▶ Short task
Render the lines of the listing below as a Markdown table with the columns Row and Text, starting from the line containing "Outline every instance of the patterned button-up" and continuing up to and including the final line of the listing. Number each line in the Row column, omit blank lines, and leave any pictures out of the table.

┌─ Exercise data

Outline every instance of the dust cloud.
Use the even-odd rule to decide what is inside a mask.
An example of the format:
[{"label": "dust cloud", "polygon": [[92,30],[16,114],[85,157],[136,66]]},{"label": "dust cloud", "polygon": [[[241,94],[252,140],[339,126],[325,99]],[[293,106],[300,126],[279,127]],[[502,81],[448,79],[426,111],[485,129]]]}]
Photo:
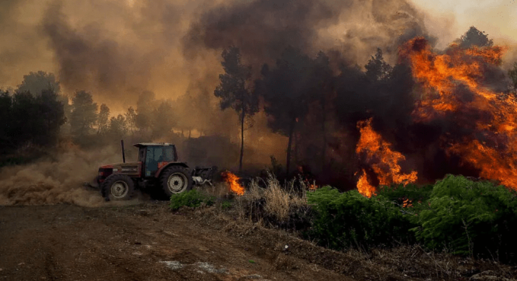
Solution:
[{"label": "dust cloud", "polygon": [[0,170],[0,205],[60,203],[95,207],[138,203],[104,202],[98,191],[83,186],[92,181],[101,164],[120,161],[120,155],[111,148],[85,151],[67,149],[53,159],[4,167]]}]

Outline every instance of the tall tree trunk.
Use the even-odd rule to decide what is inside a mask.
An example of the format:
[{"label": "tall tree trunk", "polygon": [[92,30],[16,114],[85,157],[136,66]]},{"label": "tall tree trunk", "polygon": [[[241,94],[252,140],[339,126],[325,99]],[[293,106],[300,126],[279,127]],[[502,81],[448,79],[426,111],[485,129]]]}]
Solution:
[{"label": "tall tree trunk", "polygon": [[294,132],[294,126],[296,120],[293,120],[289,126],[289,140],[287,141],[287,160],[285,163],[285,174],[289,175],[289,166],[291,164],[291,146],[293,145],[293,133]]},{"label": "tall tree trunk", "polygon": [[327,150],[327,130],[325,128],[325,123],[327,122],[327,113],[325,111],[325,100],[322,103],[323,118],[322,121],[322,133],[323,134],[323,145],[322,146],[322,172],[325,172],[325,153]]},{"label": "tall tree trunk", "polygon": [[239,172],[242,171],[242,156],[244,155],[244,117],[246,116],[246,112],[244,111],[244,107],[241,110],[242,112],[240,114],[240,157],[239,159]]}]

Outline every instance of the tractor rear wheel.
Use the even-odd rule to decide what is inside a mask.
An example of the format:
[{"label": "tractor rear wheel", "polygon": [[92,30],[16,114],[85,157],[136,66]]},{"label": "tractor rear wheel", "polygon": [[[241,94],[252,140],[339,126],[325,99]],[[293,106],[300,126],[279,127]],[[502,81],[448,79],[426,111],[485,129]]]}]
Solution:
[{"label": "tractor rear wheel", "polygon": [[162,173],[160,181],[163,191],[169,197],[192,188],[190,170],[181,166],[173,166],[166,168]]},{"label": "tractor rear wheel", "polygon": [[102,184],[102,194],[107,200],[129,200],[134,191],[133,180],[124,174],[110,175]]}]

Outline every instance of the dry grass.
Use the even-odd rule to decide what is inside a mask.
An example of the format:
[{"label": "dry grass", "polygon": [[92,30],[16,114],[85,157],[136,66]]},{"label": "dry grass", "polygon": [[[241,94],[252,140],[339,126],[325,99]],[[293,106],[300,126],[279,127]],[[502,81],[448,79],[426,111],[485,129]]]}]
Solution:
[{"label": "dry grass", "polygon": [[[293,209],[307,204],[305,190],[302,190],[301,195],[296,192],[294,181],[282,185],[270,173],[263,183],[265,188],[260,186],[261,181],[263,181],[261,179],[252,181],[244,195],[236,198],[241,217],[249,216],[254,212],[263,211],[264,215],[283,221],[288,219],[290,212]],[[254,208],[261,210],[253,210]]]},{"label": "dry grass", "polygon": [[[302,185],[303,181],[297,183],[301,188],[295,188],[294,182],[282,185],[270,174],[265,181],[253,181],[244,195],[235,197],[235,208],[200,209],[195,211],[196,217],[244,239],[257,251],[266,249],[277,253],[278,266],[293,270],[297,270],[293,269],[297,265],[291,264],[292,260],[305,260],[359,280],[514,280],[517,277],[517,267],[434,252],[419,245],[402,244],[368,252],[354,249],[337,252],[300,239],[296,231],[290,233],[285,228],[271,229],[272,220],[288,220],[293,212],[299,211],[297,208],[307,206],[308,187]],[[220,195],[220,198],[233,196],[224,183],[207,190]]]}]

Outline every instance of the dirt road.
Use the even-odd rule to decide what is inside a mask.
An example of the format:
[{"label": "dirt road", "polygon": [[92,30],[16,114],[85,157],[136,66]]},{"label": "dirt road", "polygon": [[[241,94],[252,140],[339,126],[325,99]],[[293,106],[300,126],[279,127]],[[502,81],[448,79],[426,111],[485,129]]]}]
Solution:
[{"label": "dirt road", "polygon": [[0,206],[0,280],[352,280],[165,203]]}]

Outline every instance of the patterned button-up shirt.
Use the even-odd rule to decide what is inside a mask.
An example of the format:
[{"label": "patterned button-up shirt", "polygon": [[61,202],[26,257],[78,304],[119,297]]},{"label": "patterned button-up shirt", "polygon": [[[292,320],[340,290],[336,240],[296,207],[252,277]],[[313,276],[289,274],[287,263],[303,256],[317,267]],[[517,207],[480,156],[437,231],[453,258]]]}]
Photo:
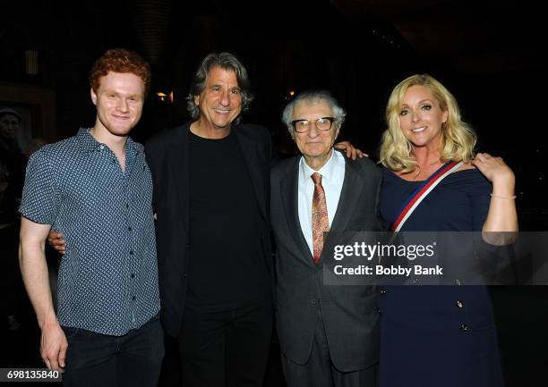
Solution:
[{"label": "patterned button-up shirt", "polygon": [[29,160],[21,214],[64,234],[61,325],[123,335],[159,311],[152,180],[127,139],[125,171],[86,129]]}]

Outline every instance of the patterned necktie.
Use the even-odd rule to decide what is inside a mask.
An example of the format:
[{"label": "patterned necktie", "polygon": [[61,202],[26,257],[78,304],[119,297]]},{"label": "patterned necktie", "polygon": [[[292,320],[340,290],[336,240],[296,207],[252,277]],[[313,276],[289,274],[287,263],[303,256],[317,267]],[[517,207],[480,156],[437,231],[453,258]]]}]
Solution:
[{"label": "patterned necktie", "polygon": [[323,249],[323,233],[330,231],[330,218],[327,215],[325,191],[321,186],[321,175],[317,172],[311,176],[314,181],[314,195],[313,196],[313,246],[314,262],[320,260]]}]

└─

▶ Written solution
| Row | Text |
|---|---|
| 1 | Outline every instance of the patterned button-up shirt. |
| 2 | Use the even-odd rule to decide what is inside a mask. |
| 3 | An example of the format: |
| 4 | [{"label": "patterned button-up shirt", "polygon": [[61,202],[26,257],[78,304],[119,297]]},{"label": "patterned button-up shirt", "polygon": [[[292,320],[340,290],[336,240],[296,207],[252,277]],[[313,276],[289,274],[287,263],[303,256],[317,267]],[[517,207],[480,156],[437,231],[453,258]]]}] |
| 5 | Photo: |
| 6 | Solution: |
| 7 | [{"label": "patterned button-up shirt", "polygon": [[29,160],[21,214],[64,234],[61,325],[123,335],[159,311],[152,180],[127,139],[125,171],[86,129]]}] |
| 8 | Outline every instance of the patterned necktie. |
| 9 | Use the even-odd rule to decide what is inside a mask. |
| 10 | An example of the format: |
| 11 | [{"label": "patterned necktie", "polygon": [[61,202],[26,257],[78,304],[119,297]]},{"label": "patterned necktie", "polygon": [[[292,320],[340,290],[336,240],[296,207],[252,277]],[[313,276],[289,274],[287,263],[303,256],[317,267]],[[517,207],[480,156],[437,231],[453,258]]]}] |
| 12 | Solution: |
| 13 | [{"label": "patterned necktie", "polygon": [[323,249],[323,233],[330,231],[330,218],[327,215],[325,191],[321,186],[321,175],[317,172],[311,176],[314,181],[314,195],[313,196],[313,246],[314,262],[320,260]]}] |